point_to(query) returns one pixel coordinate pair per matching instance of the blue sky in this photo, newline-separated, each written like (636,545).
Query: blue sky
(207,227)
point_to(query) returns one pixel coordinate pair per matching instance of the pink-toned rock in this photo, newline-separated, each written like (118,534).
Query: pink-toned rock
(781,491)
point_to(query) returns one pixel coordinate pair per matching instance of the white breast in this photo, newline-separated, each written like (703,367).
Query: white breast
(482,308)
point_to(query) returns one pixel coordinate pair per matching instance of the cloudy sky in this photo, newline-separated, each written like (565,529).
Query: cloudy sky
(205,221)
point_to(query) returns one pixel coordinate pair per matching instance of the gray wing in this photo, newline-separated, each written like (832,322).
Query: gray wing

**********

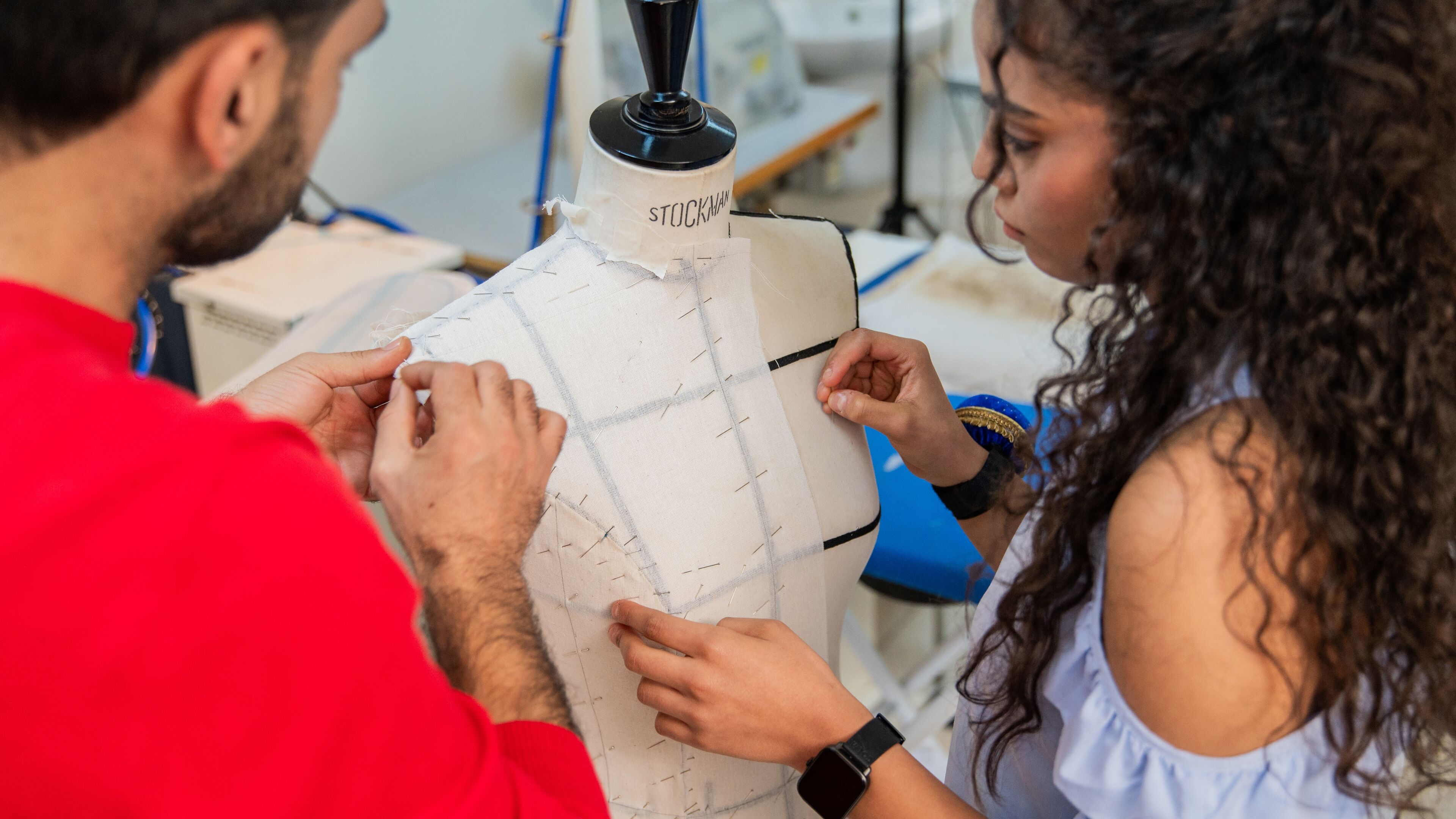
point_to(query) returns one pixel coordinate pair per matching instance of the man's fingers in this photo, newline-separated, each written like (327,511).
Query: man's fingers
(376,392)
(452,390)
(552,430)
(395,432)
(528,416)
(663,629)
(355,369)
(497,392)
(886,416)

**********

Please count the lines in the records above that contain the string "returns" and reply with the number alone.

6